-- Exercise materials follows --
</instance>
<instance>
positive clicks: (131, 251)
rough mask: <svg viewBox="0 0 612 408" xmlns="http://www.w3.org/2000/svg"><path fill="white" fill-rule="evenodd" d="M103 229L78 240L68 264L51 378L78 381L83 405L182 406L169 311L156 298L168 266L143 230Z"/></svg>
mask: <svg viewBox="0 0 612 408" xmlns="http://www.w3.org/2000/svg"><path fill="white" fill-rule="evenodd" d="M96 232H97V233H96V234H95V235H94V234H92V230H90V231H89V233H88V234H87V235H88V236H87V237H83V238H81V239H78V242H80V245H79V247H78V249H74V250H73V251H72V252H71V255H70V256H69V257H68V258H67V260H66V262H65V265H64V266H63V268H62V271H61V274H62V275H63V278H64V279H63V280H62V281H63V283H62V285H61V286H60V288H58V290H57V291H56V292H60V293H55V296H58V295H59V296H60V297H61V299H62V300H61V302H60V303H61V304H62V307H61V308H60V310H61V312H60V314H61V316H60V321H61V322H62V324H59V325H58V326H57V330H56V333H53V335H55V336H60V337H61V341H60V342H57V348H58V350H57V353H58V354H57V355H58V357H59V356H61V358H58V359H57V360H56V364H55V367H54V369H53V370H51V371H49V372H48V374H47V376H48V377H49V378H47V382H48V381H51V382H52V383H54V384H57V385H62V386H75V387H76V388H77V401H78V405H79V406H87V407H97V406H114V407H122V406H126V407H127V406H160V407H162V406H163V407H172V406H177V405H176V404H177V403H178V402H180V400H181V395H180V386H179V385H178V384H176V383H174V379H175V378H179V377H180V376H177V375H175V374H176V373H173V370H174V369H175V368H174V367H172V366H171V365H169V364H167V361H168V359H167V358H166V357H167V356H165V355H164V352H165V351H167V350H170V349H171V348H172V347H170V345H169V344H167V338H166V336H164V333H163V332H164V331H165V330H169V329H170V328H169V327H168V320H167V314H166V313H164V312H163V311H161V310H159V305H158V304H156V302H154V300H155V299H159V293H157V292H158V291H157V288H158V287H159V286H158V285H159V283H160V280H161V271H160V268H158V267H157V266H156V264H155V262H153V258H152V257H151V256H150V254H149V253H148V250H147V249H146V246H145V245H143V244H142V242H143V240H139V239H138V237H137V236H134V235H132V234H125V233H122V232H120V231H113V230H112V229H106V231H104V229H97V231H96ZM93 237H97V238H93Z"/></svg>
-- Exercise materials concluded --
Rewrite the lines above as a numbered list, skipping any blank ones.

1. </instance>
2. <instance>
3. positive clicks: (131, 251)
4. rough mask: <svg viewBox="0 0 612 408" xmlns="http://www.w3.org/2000/svg"><path fill="white" fill-rule="evenodd" d="M103 229L78 240L68 264L51 378L78 381L83 405L182 406L169 311L156 298L168 266L143 230Z"/></svg>
5. mask: <svg viewBox="0 0 612 408" xmlns="http://www.w3.org/2000/svg"><path fill="white" fill-rule="evenodd" d="M96 232H97V233H96V234H95V235H94V234H92V230H90V231H89V233H88V234H87V235H88V236H87V237H83V238H81V239H78V242H80V245H79V247H78V249H74V250H73V251H72V252H71V255H70V256H69V257H68V258H67V260H66V262H65V265H64V266H63V268H62V271H61V274H62V275H63V278H64V279H63V280H62V281H63V283H62V285H61V286H60V288H58V290H57V291H56V292H60V293H55V296H58V295H59V296H60V297H61V299H62V300H61V302H60V303H61V304H62V307H61V308H60V310H61V312H60V314H61V316H60V321H61V322H62V324H59V325H58V326H57V330H56V333H53V335H55V336H60V337H61V341H60V342H57V348H58V350H57V353H58V354H57V355H58V357H59V356H61V358H58V359H57V360H56V364H55V367H54V369H53V370H51V371H49V372H48V374H47V376H48V377H49V378H47V382H48V381H51V382H52V383H54V384H57V385H62V386H75V387H76V388H77V401H78V405H79V406H87V407H97V406H114V407H122V406H126V407H127V406H160V407H162V406H163V407H172V406H177V405H176V404H177V403H178V402H180V400H181V395H180V386H179V385H178V384H176V383H174V379H175V378H179V377H180V376H177V375H175V374H176V373H173V370H174V369H175V368H174V367H172V366H171V365H169V364H167V361H168V359H167V358H166V357H167V356H165V355H164V352H165V351H167V350H170V349H171V348H172V347H170V345H169V344H167V338H166V336H164V333H163V332H164V331H165V330H169V329H170V328H169V327H168V320H167V314H166V313H164V312H163V311H161V310H159V305H158V304H156V302H154V300H155V299H159V293H157V292H158V291H157V288H158V287H159V286H158V285H159V283H160V280H161V271H160V268H158V267H157V266H156V264H155V262H153V258H152V257H151V256H150V254H149V253H148V250H147V249H146V246H145V245H143V244H142V242H143V240H139V239H138V237H137V236H134V235H132V234H125V233H122V232H120V231H113V230H112V229H106V231H104V229H97V231H96ZM93 237H97V238H93Z"/></svg>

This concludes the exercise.